Entries from a dataset:
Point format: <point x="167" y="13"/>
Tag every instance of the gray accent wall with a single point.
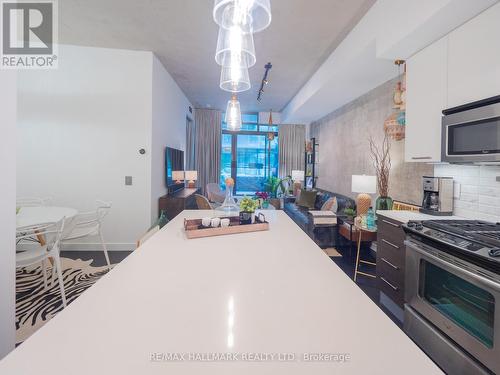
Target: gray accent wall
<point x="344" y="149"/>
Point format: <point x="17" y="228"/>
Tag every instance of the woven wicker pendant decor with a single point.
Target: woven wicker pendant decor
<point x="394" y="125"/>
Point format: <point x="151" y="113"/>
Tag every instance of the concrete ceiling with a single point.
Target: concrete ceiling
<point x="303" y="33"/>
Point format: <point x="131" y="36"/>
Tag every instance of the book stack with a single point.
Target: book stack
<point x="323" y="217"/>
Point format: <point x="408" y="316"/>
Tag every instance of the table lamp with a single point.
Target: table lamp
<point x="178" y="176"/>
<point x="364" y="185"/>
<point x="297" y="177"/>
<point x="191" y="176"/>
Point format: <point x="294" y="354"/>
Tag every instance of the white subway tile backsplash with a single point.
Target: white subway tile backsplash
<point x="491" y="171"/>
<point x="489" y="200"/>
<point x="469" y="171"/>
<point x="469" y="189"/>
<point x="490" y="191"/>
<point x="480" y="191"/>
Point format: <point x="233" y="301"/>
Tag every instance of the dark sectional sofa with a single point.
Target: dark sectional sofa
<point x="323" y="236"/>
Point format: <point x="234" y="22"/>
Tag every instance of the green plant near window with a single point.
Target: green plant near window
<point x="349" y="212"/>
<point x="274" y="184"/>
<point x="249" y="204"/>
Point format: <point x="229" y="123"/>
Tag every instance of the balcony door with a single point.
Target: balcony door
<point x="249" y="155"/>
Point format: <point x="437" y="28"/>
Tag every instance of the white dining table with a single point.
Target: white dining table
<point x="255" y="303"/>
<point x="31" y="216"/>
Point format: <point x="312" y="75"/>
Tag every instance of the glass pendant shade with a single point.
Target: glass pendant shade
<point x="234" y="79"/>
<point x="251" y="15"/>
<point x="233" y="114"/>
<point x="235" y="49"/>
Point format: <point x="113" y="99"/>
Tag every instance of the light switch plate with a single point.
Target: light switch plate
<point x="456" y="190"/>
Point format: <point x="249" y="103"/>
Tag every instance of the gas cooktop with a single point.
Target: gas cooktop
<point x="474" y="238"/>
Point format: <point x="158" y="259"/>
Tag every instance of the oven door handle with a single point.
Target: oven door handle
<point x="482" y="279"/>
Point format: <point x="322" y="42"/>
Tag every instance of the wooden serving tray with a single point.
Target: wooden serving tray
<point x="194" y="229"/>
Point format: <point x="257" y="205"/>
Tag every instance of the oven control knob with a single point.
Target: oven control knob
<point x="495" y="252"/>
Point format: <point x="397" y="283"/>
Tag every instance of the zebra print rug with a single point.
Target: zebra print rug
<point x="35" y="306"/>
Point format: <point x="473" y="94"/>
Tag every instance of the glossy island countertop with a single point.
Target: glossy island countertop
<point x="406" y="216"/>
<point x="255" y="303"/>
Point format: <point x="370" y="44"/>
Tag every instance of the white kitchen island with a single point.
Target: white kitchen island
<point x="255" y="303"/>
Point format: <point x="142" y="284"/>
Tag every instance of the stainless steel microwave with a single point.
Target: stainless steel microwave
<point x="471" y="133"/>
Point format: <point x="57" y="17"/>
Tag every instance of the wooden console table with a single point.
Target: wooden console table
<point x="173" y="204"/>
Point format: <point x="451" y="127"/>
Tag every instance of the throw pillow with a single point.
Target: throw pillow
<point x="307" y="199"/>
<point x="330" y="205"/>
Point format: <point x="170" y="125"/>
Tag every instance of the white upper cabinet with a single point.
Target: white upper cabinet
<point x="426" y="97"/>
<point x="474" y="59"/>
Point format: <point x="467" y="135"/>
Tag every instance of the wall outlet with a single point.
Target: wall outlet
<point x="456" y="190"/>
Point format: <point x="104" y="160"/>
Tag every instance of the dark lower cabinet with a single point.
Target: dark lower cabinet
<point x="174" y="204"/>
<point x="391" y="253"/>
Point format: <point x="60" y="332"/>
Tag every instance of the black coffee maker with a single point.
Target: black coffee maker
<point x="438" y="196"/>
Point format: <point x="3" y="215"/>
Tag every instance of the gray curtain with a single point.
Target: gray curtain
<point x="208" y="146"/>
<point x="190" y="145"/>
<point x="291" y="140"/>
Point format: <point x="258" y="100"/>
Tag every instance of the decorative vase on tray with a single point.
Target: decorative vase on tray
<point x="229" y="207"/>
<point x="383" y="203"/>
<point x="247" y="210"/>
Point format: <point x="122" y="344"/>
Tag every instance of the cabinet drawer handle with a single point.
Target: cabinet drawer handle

### Objective
Repeat the material exactly as it reads, without any of its pictures.

### Answer to this exercise
Point format: <point x="167" y="13"/>
Tag every instance of the gray accent wall with a single point.
Target: gray accent wall
<point x="344" y="149"/>
Point format: <point x="17" y="228"/>
Tag every instance of the woven wicker pendant decor with a single point.
Target: woven wicker pendant decor
<point x="394" y="125"/>
Point format: <point x="151" y="113"/>
Tag every instance of the concrete ceiling with a single point.
Target: concrete ceiling
<point x="303" y="33"/>
Point format: <point x="131" y="36"/>
Tag every instance of the book stack with a single point.
Target: book stack
<point x="323" y="217"/>
Point format: <point x="408" y="316"/>
Tag every instance of the table lamp with a single point.
Target: table lamp
<point x="178" y="176"/>
<point x="364" y="185"/>
<point x="297" y="177"/>
<point x="191" y="176"/>
Point format: <point x="294" y="354"/>
Tag every instance of the white subway tile backsplash with a single point.
Target: white subway tile backsplash
<point x="491" y="171"/>
<point x="489" y="200"/>
<point x="469" y="171"/>
<point x="469" y="189"/>
<point x="490" y="191"/>
<point x="480" y="191"/>
Point format: <point x="233" y="301"/>
Tag every instance of the dark sectional sofa with a single point.
Target: dark sectional sofa
<point x="323" y="236"/>
Point format: <point x="234" y="22"/>
Tag every instance of the green plant near window with a single point.
Target: green plant near window
<point x="349" y="212"/>
<point x="274" y="184"/>
<point x="249" y="204"/>
Point format: <point x="229" y="123"/>
Tag every instance of the balcony door with a single point.
Target: balcony door
<point x="249" y="155"/>
Point format: <point x="437" y="28"/>
Tag every instance of the white dining table with a single point.
Target: white dining table
<point x="255" y="303"/>
<point x="31" y="216"/>
Point format: <point x="312" y="75"/>
Tag every instance of the glass pendant shade with a single point.
Target: glass pendant shade
<point x="234" y="79"/>
<point x="251" y="15"/>
<point x="233" y="114"/>
<point x="235" y="49"/>
Point format: <point x="113" y="99"/>
Tag every instance of the light switch plate with a single point.
Target: light switch plate
<point x="456" y="190"/>
Point format: <point x="249" y="103"/>
Tag every instance of the gas cooktop with a single point.
Target: gas cooktop
<point x="474" y="238"/>
Point format: <point x="158" y="259"/>
Tag every instance of the oven door handle with a single point.
Target: oven door handle
<point x="482" y="279"/>
Point format: <point x="322" y="42"/>
Tag every instance of the wooden serving tray with a single point.
Target: wooden serving tray
<point x="194" y="229"/>
Point format: <point x="257" y="205"/>
Tag every instance of the oven control knob with a single point.
Target: oven control knob
<point x="495" y="252"/>
Point format: <point x="397" y="283"/>
Tag every instance of the zebra print rug with a single point.
Target: zebra print rug
<point x="35" y="306"/>
Point format: <point x="473" y="94"/>
Tag every instance of the glossy island countertop with a single point.
Target: glossy island countertop
<point x="406" y="216"/>
<point x="255" y="303"/>
Point format: <point x="370" y="44"/>
Tag every instance of the white kitchen island with a single point.
Target: white kitchen island
<point x="255" y="303"/>
Point format: <point x="142" y="284"/>
Tag every instance of the stainless steel microwave with a single point.
Target: stainless steel microwave
<point x="471" y="133"/>
Point format: <point x="57" y="17"/>
Tag every instance of the wooden console table with a single point.
Target: wooden console table
<point x="173" y="204"/>
Point format: <point x="451" y="127"/>
Tag every instance of the throw pillow with a single point.
Target: throw pillow
<point x="307" y="199"/>
<point x="330" y="205"/>
Point format: <point x="170" y="125"/>
Tag every instance of the white upper cabinet with a single point.
Target: white upper cabinet
<point x="426" y="97"/>
<point x="474" y="59"/>
Point format: <point x="467" y="135"/>
Tag every instance of the wall outlet with a single point.
Target: wall outlet
<point x="456" y="190"/>
Point format: <point x="104" y="160"/>
Tag every instance of the dark lower cabinet with a single point.
Target: dark lower cabinet
<point x="174" y="204"/>
<point x="391" y="253"/>
Point format: <point x="60" y="332"/>
Tag every instance of the black coffee maker with a single point.
Target: black coffee maker
<point x="438" y="196"/>
Point format: <point x="3" y="215"/>
Tag every instance of the gray curtain with a single point.
Target: gray curtain
<point x="208" y="146"/>
<point x="190" y="145"/>
<point x="291" y="140"/>
Point format: <point x="258" y="100"/>
Tag every instance of the decorative vase on tray with a single point.
Target: decorative vase on tray
<point x="229" y="207"/>
<point x="383" y="203"/>
<point x="247" y="210"/>
Point format: <point x="122" y="344"/>
Tag every instance of the cabinet drawer handle with a single point.
Target: cabinet drawer handle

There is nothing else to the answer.